* Source extract:
United States District Court, N.D. Indiana, Fort Wayne Division

May 22, 2018

VALBRUNA SLATER STEEL CORPORATION and FORT WAYNE STEEL CORPORATION, Plaintiffs,
v.
JOSLYN MANUFACTURING COMPANY, JOSLYN CORPORATION and JOSLYN MANUFACTURING COMPANY, LLC, Defendants.

          OPINION AND ORDER

          JON E. DEGUILIO JUDGE

         This is an action pursuant to the Comprehensive Environmental Response, Compensation and Liability Act (“CERCLA”), 42 U.S.C. § 9601 et seq. wherein plaintiffs Valbruna Slater Steel Corporation and Fort Wayne Steel Corporation (collectively, “plaintiffs”) filed a cost recovery claim against defendants Joslyn Manufacturing Company, Joslyn Corporation, and Joslyn Manufacturing Company, LLC (collectively, “defendants” or “Joslyn entities”), who then filed a contribution counterclaim.

         More than eight years have passed since this lawsuit began. As a result, the procedural history of this litigation is extensive and much of it has been set forth in prior orders. To quickly summarize, the Court first resolved two motions for summary judgment filed by defendants. After discovery closed, the parties engaged in another round of summary judgment motions- two filed by defendants and one filed by plaintiffs. In ruling on these motions for summary judgment, the Court determined that the defendants were jointly and severally liable for the cost of remediating the contaminated site[1] (thereby entitling plaintiffs to declaratory judgment and payment of future costs). The Court deferred calculating damages until it could be determined what remediation costs were compensable and how those costs were to be equitably allocated [DE 124]. The Court then held trial in two phases-one for determining cost compensability and the other for determining cost contribution. These bench trials resulted in the issuance of extensive findings of fact and conclusions of law [DE 175; DE 182]. In Phase I of trial, the Court held that defendants were strictly liable to plaintiffs for $2, 029, 871.09 in cleanup costs [DE 175]; and in Phase II of trial, the Court determined that $1, 529, 871.09 of the recoverable costs were to be allocated 75% to defendants and 25% to plaintiffs (with the same allocation percentages applying to future costs deemed necessary and consistent with the National Contingency Plan) [DE 182].

* Input:
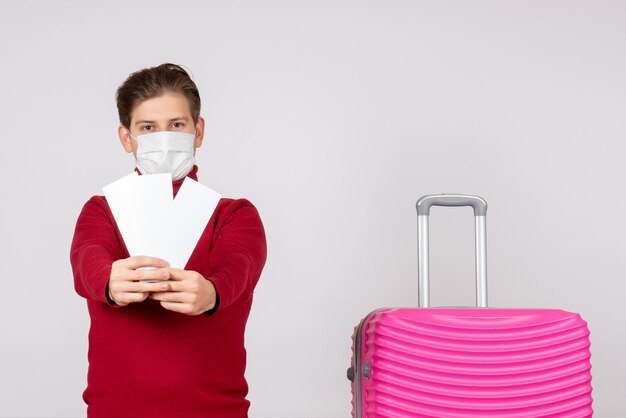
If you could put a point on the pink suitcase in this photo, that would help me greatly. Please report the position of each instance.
(469, 362)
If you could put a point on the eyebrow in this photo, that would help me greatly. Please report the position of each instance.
(180, 118)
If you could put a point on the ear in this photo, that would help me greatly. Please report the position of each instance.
(124, 135)
(199, 132)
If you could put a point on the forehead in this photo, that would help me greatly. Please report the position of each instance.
(164, 107)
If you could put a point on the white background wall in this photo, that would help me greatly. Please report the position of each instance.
(333, 117)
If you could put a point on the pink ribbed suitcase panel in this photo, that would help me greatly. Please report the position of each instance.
(478, 363)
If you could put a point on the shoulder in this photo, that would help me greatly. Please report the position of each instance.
(229, 209)
(96, 205)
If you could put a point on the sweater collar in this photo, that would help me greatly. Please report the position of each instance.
(193, 174)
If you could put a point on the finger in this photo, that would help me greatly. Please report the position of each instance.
(152, 274)
(139, 261)
(175, 297)
(178, 274)
(184, 308)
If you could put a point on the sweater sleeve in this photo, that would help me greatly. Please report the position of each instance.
(94, 249)
(238, 254)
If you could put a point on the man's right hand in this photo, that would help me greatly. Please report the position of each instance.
(126, 283)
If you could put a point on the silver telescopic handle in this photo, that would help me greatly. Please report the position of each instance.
(423, 212)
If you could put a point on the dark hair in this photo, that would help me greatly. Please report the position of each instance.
(153, 82)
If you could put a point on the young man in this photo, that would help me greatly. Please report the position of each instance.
(172, 346)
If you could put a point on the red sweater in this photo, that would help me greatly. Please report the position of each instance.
(146, 361)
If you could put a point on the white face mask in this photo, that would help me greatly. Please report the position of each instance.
(165, 152)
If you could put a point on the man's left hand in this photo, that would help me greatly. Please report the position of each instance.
(189, 293)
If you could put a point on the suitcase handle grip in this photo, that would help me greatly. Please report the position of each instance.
(426, 202)
(423, 206)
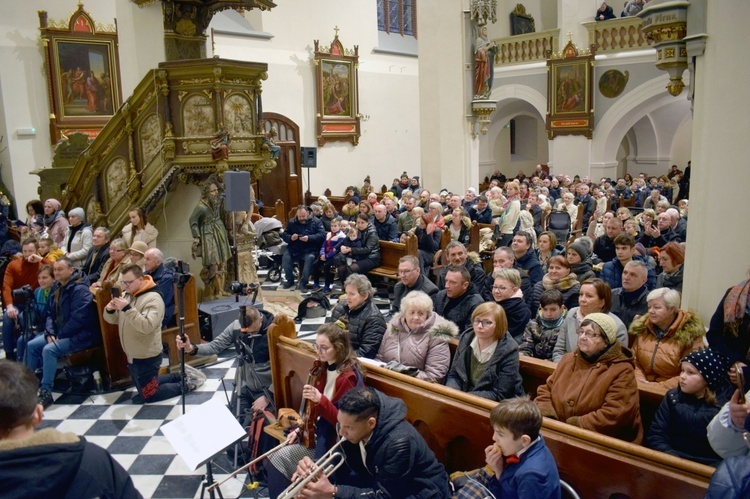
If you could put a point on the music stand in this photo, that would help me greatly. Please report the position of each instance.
(198, 443)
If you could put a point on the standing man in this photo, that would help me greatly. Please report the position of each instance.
(410, 279)
(210, 240)
(139, 314)
(153, 264)
(19, 273)
(72, 325)
(98, 254)
(304, 235)
(385, 455)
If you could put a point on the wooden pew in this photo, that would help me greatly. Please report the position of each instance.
(390, 254)
(456, 427)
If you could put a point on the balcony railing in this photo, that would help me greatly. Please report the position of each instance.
(617, 35)
(529, 47)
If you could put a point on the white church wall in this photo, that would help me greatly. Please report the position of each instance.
(388, 90)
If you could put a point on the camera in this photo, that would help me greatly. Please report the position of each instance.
(23, 294)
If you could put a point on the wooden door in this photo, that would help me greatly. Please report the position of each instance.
(283, 182)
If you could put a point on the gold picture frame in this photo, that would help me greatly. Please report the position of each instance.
(83, 77)
(337, 93)
(570, 104)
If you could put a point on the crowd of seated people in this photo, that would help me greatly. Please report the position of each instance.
(63, 262)
(541, 298)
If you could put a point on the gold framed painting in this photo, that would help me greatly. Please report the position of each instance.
(83, 78)
(337, 93)
(570, 108)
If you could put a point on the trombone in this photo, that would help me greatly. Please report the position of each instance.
(240, 470)
(327, 465)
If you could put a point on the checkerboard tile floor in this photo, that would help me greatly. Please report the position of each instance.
(131, 432)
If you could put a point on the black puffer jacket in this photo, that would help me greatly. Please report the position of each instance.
(370, 245)
(366, 326)
(679, 428)
(518, 315)
(500, 380)
(73, 468)
(457, 310)
(399, 462)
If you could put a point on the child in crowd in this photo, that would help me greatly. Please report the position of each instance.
(49, 249)
(540, 335)
(353, 241)
(521, 464)
(679, 426)
(328, 250)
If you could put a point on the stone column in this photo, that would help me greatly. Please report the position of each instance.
(717, 255)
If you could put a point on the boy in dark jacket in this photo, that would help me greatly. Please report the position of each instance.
(328, 250)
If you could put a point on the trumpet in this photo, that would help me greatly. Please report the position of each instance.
(240, 470)
(327, 465)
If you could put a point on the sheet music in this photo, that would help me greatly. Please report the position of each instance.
(203, 432)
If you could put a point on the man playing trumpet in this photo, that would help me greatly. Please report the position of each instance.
(384, 454)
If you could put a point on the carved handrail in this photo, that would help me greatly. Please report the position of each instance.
(617, 35)
(528, 47)
(162, 134)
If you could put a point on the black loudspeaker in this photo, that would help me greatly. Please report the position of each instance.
(236, 191)
(215, 316)
(309, 157)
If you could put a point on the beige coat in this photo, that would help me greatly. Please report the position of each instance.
(140, 322)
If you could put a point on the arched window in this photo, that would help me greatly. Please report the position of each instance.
(398, 16)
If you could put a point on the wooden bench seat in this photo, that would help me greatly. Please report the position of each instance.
(456, 427)
(390, 254)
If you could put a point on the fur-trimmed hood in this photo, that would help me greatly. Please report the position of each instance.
(685, 329)
(435, 326)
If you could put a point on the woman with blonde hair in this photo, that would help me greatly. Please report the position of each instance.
(139, 229)
(418, 337)
(341, 372)
(486, 361)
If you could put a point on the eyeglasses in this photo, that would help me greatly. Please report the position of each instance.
(589, 334)
(404, 272)
(483, 323)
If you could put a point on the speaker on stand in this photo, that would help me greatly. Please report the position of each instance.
(308, 160)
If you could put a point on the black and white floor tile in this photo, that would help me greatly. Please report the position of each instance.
(131, 431)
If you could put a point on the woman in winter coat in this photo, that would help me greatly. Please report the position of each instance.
(365, 258)
(417, 337)
(663, 337)
(671, 260)
(595, 296)
(363, 320)
(486, 360)
(55, 223)
(428, 241)
(558, 277)
(506, 292)
(594, 387)
(459, 225)
(78, 238)
(139, 229)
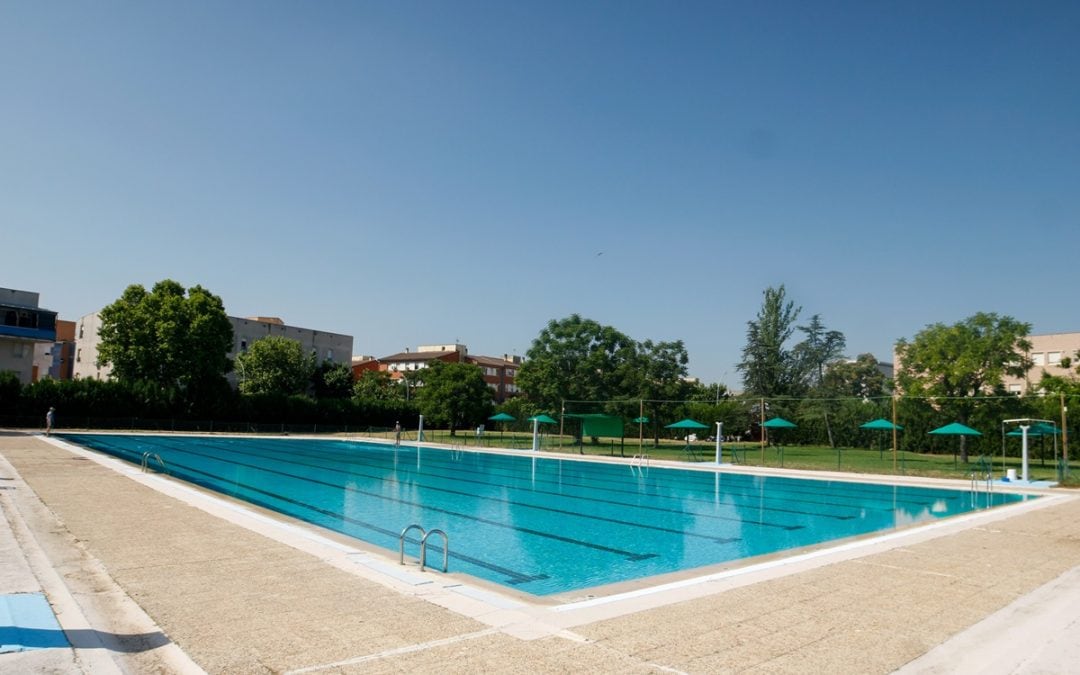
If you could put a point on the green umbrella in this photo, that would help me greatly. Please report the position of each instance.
(501, 417)
(537, 420)
(881, 423)
(956, 429)
(777, 422)
(687, 423)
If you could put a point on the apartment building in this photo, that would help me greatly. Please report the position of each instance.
(323, 345)
(24, 325)
(1054, 354)
(498, 373)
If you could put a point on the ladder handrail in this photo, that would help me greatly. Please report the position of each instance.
(401, 542)
(146, 461)
(446, 549)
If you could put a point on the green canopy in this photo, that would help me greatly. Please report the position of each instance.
(956, 429)
(687, 423)
(880, 423)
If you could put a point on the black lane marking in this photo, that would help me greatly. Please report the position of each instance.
(630, 555)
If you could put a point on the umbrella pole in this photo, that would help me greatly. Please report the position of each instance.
(894, 433)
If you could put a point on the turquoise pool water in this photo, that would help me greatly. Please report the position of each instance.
(542, 525)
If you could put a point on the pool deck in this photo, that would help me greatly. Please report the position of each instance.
(146, 575)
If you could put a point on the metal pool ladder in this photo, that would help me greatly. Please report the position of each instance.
(423, 545)
(151, 455)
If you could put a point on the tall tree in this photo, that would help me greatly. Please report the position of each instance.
(819, 348)
(661, 378)
(454, 394)
(577, 359)
(333, 380)
(860, 378)
(964, 360)
(169, 337)
(275, 365)
(768, 368)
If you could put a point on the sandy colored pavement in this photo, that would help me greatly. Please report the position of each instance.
(173, 588)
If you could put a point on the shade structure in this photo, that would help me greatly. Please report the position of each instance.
(537, 420)
(880, 423)
(956, 429)
(686, 423)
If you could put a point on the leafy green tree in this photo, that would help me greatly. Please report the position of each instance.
(577, 359)
(767, 366)
(377, 386)
(860, 378)
(661, 379)
(274, 365)
(167, 336)
(454, 394)
(819, 348)
(955, 363)
(333, 380)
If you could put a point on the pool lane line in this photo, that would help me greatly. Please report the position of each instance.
(691, 481)
(522, 578)
(632, 524)
(295, 461)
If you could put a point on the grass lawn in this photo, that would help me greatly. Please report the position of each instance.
(812, 458)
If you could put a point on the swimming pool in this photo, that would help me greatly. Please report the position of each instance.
(542, 525)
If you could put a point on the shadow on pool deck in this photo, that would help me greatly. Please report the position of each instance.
(237, 601)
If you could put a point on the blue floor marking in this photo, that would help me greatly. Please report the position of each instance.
(27, 622)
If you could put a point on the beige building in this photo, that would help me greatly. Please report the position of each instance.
(324, 346)
(1053, 354)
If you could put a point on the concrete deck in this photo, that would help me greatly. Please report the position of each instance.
(149, 576)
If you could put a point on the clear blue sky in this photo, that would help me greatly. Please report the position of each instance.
(426, 172)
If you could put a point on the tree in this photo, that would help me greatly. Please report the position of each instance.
(377, 386)
(274, 365)
(454, 394)
(169, 337)
(969, 359)
(767, 367)
(811, 355)
(333, 380)
(577, 359)
(661, 378)
(860, 378)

* The tasks:
(A) In the court opinion, what percentages of the recoverable costs were allocated to defendants and to plaintiffs in Phase II of trial?
(B) Reproduce the records starting at the line containing "If you could put a point on the tree" and ending at the last line of the records, both included, with the requests kept and every coordinate in the answers raised by 123.

* Solutions to the tasks:
(A) 75% to defendants and 25% to plaintiffs.

(B)
If you could put a point on the tree in this photo, that would help me greatly. Please report the position of each instance.
(500, 509)
(397, 488)
(577, 517)
(292, 460)
(1092, 482)
(890, 490)
(934, 478)
(456, 503)
(700, 482)
(784, 501)
(983, 501)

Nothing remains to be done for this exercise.